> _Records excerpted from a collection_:
[Begin]
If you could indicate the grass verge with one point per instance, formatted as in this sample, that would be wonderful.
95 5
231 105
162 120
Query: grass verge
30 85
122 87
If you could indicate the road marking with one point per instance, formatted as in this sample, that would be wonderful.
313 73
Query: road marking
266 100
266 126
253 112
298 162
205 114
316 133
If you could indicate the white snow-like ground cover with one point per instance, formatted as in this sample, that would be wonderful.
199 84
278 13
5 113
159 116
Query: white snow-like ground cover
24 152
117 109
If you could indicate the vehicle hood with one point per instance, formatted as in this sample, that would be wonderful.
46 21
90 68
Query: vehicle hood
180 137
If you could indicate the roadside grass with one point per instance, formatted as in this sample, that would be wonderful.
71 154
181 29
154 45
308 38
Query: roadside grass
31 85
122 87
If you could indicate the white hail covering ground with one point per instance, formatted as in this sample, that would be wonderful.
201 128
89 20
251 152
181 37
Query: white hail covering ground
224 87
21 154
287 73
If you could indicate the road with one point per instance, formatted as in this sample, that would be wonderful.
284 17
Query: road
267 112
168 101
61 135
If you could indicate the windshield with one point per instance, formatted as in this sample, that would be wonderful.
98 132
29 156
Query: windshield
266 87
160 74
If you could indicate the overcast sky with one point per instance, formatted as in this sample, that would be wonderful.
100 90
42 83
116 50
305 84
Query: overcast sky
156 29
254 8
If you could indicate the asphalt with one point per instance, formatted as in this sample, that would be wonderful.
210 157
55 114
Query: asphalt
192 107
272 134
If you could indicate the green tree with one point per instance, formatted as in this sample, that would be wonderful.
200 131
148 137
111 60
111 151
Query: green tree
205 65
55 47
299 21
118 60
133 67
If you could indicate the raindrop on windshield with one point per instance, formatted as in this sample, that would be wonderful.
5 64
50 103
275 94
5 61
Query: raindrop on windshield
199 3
[End]
> _PROBLEM DESCRIPTION_:
All of the lines above need to be given again exactly.

> _FULL OUTPUT_:
If you could indicate the grass verge with one point per instance, formatted as in this sample, that would be wonderful.
95 5
231 105
162 120
Query: grass verge
30 85
122 87
If you could indicate the road marking with one point per instance, formatted as in this sample, that would be wonderful.
313 73
Query: road marking
266 100
266 126
253 112
298 162
205 114
316 133
If you could indicate the white snow-like ground cover with one point per instance, formatted as in this sample, that would be wonderful.
199 84
278 13
5 113
159 116
Query: white snow-like ground cover
24 152
117 109
If you could indicate the vehicle hood with one point per instance, formatted as in this sample, that would be wonderful.
46 21
90 68
Query: vehicle hood
180 137
If you could indicate the roadside grass with one point per instance, formatted as in this sample, that would be wonderful.
71 154
181 29
154 45
308 38
Query: roadside grass
31 85
122 87
If you could indicate the white hail covering ground with one point per instance, formatted as in this sample, that would be wonderful.
201 128
89 20
251 152
181 37
Query: white hail covering ground
224 87
21 154
287 73
If you could indicate the road with one point per instance, formatted as in this sample, that would be wonderful.
284 17
Query: road
267 112
168 101
61 135
If you could indicate the windshield with one point per instance, formatted as in this sample, that would be wonderful.
98 132
29 156
Query: windshield
266 87
160 74
If you could indicate the overcast sky with one point per instance, formatted as in this sample, that would be wonderful.
100 90
42 83
116 50
305 84
Query: overcast sky
156 29
254 8
If you could indicate the asphalt with one point per instance, formatted as in this sample, that would be wonderful.
210 157
55 114
Query: asphalt
192 107
272 134
If you could indicate the green tree with one point per instance, formatted as in this sample, that would be wonderful.
200 131
148 137
111 60
111 151
Query: green tree
205 65
55 47
299 21
118 60
133 67
If you could indicate the raindrop on windshield with one point per instance, formatted as in this sample, that would be wonderful.
5 64
50 103
275 94
5 61
Query: raindrop on windshield
199 3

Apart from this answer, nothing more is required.